Selected passage —
--------------------------------------------------

Based on the presumption that accounting standards are generally set to address issues of importance, it becomes apparent that different conditions and characteristics within each country were flavouring the accounting standards. For example, the tax system in the UK was distinct, so standards on value-added tax and taxation under the imputation system had no relevance to Australia. Industrial differentiation in each nation also led to specific standards in Australia on construction contracts and extractive industries, and on accounting for government grants in the UK, as well as varying ideas and emphases on disclosures, giving rise to operating revenue and segment reporting standards in Australia, and earnings per share disclosures in the UK.
Table 4 provides more detail on these differences through an analysis of the specific provisions of recommendations within the 15 standards with common topics. Of these, only four standards (27%) used equivalent terms for both measurement requirements
Further differences between Australian and UK standards can be found with six of the 15 standards (40%) presenting different recommendations concerning disclosures and, most significantly, nine standards (60%) having differences regarding measurement methods. The most notable in this latter category are those on funds statements, research and development expenditure and, to a lesser extent, joint ventures, mergers and acquisitions, and construction contracts.
It is telling that when the detailed provisions of accounting standards are scrutinised, there is little relationship between the more fundamental measurement practices recommended in standards, given that only four genuinely comparable and equivalent standards existed. This would suggest that the common categorisation of Australia and the UK in terms of financial accounting practices – while no doubt being valid in relative terms (i.e., Australian and UK financial reporting was similar relative to other countries) – nevertheless overlooked significant differences that only a granular analysis of accounting standards can reveal.

--------------------------------------------------

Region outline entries
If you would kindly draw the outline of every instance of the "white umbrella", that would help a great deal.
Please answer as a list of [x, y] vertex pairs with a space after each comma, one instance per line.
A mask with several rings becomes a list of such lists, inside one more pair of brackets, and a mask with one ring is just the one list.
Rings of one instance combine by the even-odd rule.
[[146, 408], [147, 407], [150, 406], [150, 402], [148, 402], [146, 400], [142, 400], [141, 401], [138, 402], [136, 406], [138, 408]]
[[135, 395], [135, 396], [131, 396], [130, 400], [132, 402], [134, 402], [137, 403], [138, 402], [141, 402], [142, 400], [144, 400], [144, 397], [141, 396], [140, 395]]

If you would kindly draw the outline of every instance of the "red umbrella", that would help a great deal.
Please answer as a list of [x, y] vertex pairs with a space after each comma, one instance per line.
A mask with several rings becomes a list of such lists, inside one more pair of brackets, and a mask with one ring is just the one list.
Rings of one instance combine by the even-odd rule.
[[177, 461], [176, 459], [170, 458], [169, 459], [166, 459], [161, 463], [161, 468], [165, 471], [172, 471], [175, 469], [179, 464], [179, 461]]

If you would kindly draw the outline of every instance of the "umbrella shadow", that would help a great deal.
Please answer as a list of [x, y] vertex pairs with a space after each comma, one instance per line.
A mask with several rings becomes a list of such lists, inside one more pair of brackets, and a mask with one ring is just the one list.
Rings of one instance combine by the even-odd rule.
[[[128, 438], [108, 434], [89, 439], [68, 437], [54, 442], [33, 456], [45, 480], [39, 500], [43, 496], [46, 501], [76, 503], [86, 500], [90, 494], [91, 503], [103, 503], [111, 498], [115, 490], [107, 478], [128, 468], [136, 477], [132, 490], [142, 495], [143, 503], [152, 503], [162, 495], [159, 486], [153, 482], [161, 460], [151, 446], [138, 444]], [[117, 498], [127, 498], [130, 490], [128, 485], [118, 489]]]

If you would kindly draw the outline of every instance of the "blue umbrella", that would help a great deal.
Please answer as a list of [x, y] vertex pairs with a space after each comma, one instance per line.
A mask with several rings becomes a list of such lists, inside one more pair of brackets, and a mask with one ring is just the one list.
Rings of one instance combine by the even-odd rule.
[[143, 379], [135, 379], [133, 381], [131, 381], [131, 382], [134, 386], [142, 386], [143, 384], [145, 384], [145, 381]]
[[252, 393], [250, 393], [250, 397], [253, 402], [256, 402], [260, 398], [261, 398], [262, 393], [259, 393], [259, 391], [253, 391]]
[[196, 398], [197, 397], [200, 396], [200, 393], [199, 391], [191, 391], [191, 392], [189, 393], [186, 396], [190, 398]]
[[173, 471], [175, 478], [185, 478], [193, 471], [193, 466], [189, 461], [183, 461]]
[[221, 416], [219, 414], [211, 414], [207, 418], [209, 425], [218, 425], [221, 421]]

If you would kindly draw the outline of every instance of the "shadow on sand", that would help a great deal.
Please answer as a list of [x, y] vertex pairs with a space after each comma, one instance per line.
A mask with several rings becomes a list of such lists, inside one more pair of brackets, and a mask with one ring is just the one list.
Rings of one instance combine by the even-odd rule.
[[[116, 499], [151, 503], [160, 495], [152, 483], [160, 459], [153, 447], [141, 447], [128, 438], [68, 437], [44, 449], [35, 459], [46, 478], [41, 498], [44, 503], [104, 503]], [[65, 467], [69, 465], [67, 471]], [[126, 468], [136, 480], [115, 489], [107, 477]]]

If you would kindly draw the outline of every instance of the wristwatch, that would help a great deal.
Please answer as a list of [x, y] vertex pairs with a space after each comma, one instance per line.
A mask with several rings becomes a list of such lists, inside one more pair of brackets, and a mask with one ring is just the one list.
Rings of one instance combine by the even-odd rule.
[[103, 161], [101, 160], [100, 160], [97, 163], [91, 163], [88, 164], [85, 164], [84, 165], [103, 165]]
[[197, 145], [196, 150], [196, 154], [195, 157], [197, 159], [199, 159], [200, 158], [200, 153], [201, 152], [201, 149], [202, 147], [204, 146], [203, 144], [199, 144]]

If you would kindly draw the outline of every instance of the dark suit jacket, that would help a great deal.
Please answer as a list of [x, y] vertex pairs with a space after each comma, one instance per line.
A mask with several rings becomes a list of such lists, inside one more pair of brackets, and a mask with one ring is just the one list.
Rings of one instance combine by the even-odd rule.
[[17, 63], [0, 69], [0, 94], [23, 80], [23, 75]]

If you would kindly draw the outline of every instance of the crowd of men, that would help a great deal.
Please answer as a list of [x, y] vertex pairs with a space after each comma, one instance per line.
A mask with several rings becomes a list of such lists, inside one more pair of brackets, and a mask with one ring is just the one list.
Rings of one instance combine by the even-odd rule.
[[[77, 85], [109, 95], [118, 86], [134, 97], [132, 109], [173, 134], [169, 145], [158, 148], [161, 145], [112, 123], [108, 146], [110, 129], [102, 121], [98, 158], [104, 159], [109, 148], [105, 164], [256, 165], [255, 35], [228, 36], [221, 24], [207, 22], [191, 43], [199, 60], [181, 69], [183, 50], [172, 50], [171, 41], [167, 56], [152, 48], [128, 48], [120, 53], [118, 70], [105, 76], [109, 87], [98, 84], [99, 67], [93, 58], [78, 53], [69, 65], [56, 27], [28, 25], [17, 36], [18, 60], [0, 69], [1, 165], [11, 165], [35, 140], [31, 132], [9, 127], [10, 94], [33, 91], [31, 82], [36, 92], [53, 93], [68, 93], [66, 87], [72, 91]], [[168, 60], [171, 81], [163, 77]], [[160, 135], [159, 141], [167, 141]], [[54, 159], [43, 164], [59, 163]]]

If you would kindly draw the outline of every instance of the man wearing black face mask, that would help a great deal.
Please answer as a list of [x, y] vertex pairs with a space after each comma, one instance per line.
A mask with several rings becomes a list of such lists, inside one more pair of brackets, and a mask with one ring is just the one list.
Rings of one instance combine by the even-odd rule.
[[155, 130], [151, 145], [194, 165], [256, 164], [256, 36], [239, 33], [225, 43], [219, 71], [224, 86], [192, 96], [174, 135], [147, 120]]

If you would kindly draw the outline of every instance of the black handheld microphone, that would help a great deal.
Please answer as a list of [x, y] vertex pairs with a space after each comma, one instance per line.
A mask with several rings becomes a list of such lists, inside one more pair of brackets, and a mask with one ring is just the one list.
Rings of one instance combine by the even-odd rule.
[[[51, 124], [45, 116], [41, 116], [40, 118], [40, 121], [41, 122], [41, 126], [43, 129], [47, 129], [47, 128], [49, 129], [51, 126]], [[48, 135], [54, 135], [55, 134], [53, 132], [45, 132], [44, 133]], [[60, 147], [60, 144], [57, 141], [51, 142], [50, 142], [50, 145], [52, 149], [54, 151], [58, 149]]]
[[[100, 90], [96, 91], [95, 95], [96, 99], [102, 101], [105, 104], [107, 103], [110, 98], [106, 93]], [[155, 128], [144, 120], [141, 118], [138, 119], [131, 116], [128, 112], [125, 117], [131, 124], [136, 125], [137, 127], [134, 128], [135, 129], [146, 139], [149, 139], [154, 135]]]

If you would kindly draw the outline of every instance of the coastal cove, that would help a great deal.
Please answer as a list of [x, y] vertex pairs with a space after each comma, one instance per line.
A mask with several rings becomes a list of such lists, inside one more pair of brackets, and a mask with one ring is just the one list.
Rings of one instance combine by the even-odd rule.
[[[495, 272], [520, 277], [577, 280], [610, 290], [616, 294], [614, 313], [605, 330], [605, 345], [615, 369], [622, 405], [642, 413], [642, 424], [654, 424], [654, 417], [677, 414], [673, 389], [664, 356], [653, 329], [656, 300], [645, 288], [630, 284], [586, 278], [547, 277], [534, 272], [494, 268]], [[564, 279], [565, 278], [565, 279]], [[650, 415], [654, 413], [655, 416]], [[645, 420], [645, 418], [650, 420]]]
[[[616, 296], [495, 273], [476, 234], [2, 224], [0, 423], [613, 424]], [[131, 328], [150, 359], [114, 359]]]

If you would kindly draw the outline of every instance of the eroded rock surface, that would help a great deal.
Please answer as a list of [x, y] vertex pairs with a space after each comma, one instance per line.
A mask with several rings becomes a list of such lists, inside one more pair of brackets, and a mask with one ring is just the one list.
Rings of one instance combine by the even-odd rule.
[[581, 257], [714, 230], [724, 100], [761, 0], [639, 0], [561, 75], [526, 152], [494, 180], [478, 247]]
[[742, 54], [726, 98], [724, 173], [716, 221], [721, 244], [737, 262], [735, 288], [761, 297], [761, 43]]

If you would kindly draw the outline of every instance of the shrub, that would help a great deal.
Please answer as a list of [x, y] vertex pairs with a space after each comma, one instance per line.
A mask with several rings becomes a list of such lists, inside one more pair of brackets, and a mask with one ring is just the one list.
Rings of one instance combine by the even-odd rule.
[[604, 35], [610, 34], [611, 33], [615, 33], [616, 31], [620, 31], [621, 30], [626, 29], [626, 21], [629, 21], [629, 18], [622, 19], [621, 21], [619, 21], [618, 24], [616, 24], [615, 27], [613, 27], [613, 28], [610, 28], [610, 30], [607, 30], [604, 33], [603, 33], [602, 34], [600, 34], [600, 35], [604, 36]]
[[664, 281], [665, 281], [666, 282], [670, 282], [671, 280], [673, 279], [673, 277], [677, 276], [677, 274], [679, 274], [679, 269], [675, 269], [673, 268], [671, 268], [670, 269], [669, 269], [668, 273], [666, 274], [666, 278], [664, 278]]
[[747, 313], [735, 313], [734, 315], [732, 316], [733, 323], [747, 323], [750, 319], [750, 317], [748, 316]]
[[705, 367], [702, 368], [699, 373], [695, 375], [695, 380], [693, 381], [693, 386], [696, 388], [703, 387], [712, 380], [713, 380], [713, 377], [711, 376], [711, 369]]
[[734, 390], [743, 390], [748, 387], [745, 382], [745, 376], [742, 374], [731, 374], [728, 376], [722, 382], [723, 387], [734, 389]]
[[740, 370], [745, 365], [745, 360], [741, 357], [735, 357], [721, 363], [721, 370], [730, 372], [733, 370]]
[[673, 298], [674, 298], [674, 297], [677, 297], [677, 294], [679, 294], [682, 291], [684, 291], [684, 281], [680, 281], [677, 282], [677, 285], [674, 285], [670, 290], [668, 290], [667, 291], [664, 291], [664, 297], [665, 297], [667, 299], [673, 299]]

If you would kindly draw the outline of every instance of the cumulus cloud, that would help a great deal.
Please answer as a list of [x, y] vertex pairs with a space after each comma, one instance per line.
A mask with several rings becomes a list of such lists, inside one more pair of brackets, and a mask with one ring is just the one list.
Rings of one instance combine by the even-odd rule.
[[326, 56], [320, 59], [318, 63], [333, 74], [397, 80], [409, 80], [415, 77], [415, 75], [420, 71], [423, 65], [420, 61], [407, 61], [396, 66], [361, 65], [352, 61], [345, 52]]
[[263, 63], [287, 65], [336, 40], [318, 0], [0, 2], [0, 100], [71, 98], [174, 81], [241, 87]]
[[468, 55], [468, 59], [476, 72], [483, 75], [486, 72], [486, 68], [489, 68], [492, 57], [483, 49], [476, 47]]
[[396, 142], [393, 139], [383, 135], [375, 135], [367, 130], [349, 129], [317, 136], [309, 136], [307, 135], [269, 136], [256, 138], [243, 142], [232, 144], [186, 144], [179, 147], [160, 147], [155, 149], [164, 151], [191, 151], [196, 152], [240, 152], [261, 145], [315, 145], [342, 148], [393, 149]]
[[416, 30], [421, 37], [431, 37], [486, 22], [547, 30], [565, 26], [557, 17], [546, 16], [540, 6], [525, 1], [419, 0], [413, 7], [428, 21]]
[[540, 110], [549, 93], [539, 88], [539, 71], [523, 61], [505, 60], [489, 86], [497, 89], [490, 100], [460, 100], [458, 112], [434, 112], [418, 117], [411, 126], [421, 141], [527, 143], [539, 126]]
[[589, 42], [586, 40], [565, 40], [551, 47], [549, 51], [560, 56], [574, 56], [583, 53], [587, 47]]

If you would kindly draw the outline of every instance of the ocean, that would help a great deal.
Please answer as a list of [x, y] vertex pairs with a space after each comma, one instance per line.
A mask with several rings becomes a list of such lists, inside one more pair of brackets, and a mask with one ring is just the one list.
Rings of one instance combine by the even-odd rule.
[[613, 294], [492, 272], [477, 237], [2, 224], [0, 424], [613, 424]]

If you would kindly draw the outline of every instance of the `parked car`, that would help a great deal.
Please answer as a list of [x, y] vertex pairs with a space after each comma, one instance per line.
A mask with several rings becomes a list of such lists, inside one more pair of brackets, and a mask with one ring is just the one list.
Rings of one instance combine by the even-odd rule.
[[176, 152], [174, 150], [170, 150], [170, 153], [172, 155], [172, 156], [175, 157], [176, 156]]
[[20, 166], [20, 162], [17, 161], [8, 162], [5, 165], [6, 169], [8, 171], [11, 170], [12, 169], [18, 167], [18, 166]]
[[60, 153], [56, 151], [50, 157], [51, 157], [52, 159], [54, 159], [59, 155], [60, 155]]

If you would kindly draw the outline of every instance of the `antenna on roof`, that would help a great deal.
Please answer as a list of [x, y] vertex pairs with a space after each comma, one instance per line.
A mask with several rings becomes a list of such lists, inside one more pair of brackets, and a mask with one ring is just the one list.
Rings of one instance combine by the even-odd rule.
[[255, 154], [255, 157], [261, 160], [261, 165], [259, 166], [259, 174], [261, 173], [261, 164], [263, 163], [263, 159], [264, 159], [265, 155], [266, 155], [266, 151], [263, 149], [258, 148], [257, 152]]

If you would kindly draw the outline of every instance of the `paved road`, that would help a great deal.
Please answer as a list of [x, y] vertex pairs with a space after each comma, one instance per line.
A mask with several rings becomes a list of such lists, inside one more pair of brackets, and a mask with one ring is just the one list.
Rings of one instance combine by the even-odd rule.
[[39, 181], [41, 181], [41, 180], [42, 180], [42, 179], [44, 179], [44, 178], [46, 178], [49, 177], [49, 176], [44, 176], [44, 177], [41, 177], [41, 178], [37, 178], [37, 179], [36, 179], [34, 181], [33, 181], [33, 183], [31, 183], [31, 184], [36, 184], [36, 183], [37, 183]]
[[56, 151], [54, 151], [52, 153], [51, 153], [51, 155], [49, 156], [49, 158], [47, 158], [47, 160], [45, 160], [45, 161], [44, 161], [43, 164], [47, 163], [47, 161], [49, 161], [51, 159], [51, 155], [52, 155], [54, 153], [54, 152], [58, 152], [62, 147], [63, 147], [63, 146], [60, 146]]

--------------------------------------------------

Exercise tasks —
**a)** Please list every topic on which the passage about Australian and UK accounting standards says Australia had its own specific standards.
**b)** Pick up the passage about Australian and UK accounting standards after its final sentence and carry it further.

The results —
**a)** Construction contracts, extractive industries, operating revenue, segment reporting

**b)**
Conceptual frameworks
Another target for the profession's efforts in regulating financial reporting in both countries between 1971 and 1985 was the development of conceptual frameworks. In the UK, despite the release of numerous SSAPs since 1971, a governmental Green Paper in 1977 on ‘The Future of Company Reports’ (Department of Trade, 1977a, 1977b), together with an earlier ASSC (1975) publication titled ‘The Corporate Report’, reignited concerns within the accounting profession about the need for conceptually driven accounting standards. The objectives of accounting were also shifting towards the inclusion of more decision-useful information, so work began on a conceptual framework that would provide the basis for accounting standards and include prescriptive qualitative characteristics of financial information. Developments in the UK preceded those in Australia, with the ASSC (1975) discussion paper identifying the qualitative characteristics of relevance, reliability, understandability, comparability, completeness and objectivity. ASSC (1975) was met with resistance from the business community, however, mainly due to its proposal for increased disclosure requirements (Peasnell, 1982).
Noting the resistance of the business community in the UK, Deputy Chairman of the National Companies and Securities Commission in Australia (Coleman, 1981: 536) stated that ‘the difficulty of forming a conceptual framework for such standards has been amply demonstrated in the United Kingdom’. The Commission was anxious that this should not be the Australian experience, too. Sponsored by the AARF but not released until several years after its UK counterpart, the Australian version of a draft framework (Barton, 1982) outlined the essential characteristics of relevance, reliability, understandability, and comparability. It was argued that three of the criteria in the UK listing would be met if information was relevant and reliable, such that completeness and objectivity were seen as inherent dimensions of reliability, while timeliness was a latent aspect of relevance.
With respect to both objectives and qualitative characteristics, Australia and the UK were closely aligned. 19 Nevertheless, conceptions about the pre-eminence of the decision-usefulness and associated qualitative criteria for accounting information were secondary to the legislative requirement in both the UK and Australia for adherence to the more ambiguously defined ‘true and fair view’, which was generally viewed as being conformance with generally accepted accounting principles (GAAP), and did not imply a target audience in the same way as the notion of ‘decision usefulness’ (see Cheung et al., 2010: 152–5). Consequently, standards issued by both countries fell well short of meeting many of these idealised attributes and failed to prevent further accounting scandals in each polity (see Carnegie and O’Connell, 2011; Gwilliam and Jackson, 2011). Decades later, the extent and success of the incorporation of such characteristics into accounting standards remained contentious (Cheung et al., 2010).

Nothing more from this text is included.